AIM
Output as a JSON list of strings, one string per line and no blank lines, the lines of the material that begin with the line containing "Every instance of the painted" and run through the line containing "<point>338,175</point>", both included.

-- Start of EXTRACTED INFORMATION --

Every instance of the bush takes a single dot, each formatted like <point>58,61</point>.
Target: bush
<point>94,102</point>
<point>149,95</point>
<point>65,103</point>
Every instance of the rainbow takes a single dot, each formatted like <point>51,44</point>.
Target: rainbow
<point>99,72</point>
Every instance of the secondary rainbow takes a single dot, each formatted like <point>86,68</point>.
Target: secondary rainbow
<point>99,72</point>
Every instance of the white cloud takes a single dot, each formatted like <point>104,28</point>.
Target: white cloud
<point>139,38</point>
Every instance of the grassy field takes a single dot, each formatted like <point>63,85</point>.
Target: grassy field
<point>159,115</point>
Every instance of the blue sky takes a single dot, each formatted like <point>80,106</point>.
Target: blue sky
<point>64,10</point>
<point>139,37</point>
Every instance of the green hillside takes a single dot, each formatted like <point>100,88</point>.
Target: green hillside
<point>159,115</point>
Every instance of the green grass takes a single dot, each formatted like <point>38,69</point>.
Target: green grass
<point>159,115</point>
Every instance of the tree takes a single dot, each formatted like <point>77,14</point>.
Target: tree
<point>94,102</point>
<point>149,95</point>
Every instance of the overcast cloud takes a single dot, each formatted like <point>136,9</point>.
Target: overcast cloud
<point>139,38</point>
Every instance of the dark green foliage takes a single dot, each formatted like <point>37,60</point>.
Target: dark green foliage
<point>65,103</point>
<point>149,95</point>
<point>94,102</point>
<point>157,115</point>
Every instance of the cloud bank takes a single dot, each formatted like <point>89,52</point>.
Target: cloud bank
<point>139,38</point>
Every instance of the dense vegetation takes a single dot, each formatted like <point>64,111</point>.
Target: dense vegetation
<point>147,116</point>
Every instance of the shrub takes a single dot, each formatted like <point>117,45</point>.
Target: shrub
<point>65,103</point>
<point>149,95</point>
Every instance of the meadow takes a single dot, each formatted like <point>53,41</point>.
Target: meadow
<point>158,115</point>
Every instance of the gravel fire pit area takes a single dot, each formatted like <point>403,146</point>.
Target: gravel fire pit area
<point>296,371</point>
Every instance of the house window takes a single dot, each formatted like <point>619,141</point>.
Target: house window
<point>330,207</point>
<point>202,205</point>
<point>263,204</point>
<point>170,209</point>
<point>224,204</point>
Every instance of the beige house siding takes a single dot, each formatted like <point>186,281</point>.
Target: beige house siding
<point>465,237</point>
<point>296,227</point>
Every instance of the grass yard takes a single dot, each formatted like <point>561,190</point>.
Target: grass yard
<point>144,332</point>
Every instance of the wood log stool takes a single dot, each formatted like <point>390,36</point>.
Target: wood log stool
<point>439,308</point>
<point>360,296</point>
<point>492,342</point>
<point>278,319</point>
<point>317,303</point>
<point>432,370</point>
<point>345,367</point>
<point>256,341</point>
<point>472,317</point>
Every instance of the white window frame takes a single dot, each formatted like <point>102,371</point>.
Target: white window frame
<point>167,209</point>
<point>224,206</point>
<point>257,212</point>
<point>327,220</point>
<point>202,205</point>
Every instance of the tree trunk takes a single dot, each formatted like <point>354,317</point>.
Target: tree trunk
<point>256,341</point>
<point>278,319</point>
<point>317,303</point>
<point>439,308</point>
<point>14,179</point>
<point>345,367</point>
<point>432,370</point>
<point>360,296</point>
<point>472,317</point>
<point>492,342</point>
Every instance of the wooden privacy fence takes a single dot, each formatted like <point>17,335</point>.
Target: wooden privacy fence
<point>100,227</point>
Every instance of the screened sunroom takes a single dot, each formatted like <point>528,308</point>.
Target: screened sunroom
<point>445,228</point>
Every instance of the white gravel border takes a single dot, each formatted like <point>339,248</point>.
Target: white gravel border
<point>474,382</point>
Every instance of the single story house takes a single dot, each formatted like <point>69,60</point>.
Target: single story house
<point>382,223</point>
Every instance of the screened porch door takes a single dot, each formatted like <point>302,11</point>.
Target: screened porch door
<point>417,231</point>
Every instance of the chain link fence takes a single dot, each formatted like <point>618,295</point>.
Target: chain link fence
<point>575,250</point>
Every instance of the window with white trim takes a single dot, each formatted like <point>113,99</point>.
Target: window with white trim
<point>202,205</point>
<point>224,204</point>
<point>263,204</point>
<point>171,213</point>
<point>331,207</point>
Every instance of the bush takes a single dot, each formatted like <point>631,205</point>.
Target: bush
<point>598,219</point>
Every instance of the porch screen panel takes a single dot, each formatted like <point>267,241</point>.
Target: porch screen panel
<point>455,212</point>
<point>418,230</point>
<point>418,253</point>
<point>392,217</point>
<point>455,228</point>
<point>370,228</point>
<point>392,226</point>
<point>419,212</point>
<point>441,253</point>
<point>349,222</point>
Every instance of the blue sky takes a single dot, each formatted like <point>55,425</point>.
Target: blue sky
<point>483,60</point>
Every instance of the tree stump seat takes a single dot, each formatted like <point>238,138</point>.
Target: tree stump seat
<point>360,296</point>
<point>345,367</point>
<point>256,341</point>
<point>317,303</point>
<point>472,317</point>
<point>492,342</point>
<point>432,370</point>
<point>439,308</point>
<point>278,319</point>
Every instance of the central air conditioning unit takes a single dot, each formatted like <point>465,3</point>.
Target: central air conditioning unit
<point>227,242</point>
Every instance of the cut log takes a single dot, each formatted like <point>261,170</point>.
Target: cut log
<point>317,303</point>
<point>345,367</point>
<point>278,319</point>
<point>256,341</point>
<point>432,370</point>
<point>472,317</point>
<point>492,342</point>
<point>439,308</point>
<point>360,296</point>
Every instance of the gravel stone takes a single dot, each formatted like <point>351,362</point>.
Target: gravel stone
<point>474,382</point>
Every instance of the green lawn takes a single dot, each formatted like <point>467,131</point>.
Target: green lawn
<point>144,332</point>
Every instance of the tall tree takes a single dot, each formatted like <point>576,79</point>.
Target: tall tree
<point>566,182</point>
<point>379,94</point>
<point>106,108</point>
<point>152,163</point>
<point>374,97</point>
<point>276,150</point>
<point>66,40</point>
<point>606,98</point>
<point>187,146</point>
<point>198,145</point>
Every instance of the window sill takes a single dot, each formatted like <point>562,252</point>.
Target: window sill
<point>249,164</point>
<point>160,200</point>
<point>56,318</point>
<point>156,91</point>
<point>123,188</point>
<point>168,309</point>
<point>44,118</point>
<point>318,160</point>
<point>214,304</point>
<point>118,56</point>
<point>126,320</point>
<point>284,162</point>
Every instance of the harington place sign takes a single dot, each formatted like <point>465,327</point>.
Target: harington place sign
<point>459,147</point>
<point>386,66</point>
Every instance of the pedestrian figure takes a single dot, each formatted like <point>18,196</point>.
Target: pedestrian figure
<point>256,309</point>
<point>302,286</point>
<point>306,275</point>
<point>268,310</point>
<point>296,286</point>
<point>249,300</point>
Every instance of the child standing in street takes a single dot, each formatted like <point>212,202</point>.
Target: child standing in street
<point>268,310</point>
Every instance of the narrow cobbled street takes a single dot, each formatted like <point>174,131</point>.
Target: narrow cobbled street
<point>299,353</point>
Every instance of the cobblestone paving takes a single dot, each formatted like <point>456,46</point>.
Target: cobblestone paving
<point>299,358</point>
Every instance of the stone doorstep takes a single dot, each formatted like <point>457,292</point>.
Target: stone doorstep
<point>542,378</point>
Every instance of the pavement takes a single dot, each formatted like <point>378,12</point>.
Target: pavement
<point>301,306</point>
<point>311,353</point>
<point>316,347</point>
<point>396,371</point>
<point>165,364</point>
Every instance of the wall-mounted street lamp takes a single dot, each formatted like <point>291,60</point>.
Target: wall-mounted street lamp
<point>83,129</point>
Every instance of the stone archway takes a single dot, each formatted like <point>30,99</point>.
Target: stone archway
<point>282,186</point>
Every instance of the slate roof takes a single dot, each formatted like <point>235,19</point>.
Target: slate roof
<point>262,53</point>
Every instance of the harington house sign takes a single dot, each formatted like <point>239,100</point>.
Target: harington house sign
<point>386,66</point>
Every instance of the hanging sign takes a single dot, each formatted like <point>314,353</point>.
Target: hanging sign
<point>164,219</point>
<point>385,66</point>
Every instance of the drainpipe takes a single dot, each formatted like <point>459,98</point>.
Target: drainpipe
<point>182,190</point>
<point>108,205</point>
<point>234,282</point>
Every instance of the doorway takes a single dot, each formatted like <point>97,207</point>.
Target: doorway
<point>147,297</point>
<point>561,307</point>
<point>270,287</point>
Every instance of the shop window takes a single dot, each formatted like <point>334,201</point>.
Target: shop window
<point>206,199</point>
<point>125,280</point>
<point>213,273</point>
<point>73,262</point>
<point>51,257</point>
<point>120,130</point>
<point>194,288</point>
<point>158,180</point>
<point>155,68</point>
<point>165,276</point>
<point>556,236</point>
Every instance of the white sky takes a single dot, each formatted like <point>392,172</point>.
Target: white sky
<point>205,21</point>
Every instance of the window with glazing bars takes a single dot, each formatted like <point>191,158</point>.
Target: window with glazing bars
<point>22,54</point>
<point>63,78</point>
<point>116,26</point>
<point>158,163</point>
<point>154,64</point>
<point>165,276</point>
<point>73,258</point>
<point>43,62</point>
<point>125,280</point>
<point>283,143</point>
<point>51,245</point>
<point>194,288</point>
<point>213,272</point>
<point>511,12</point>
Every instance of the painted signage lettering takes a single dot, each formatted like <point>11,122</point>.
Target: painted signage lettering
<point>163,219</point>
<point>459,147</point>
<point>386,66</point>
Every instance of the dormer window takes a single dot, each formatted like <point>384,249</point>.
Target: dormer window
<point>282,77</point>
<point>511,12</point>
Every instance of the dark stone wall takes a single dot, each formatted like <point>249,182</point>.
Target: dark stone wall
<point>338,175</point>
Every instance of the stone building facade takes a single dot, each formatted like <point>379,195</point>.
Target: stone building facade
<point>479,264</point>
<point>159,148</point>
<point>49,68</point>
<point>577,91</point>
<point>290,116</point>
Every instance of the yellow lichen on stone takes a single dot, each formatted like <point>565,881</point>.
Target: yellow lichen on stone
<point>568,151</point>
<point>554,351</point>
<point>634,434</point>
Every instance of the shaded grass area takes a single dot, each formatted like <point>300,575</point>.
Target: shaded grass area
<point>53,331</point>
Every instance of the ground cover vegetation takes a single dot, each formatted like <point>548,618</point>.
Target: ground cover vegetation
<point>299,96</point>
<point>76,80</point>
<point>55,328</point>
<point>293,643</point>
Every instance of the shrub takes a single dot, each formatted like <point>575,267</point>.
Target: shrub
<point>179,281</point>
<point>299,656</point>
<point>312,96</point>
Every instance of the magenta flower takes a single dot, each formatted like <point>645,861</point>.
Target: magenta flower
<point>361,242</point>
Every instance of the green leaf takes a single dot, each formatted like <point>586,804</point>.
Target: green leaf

-- End of EXTRACTED INFORMATION --

IN RESPONSE
[
  "Every instance of the painted signage lettering takes a single dot, each formatted like <point>11,122</point>.",
  "Target: painted signage lettering",
  "<point>163,219</point>",
  "<point>459,147</point>",
  "<point>386,66</point>",
  "Every instance of the dormer window takes a single dot, each formatted like <point>384,249</point>.",
  "Target: dormer window",
  "<point>282,77</point>",
  "<point>511,12</point>",
  "Every instance of the dark stone wall takes a single dot, each formatted like <point>249,182</point>.",
  "Target: dark stone wall",
  "<point>338,175</point>"
]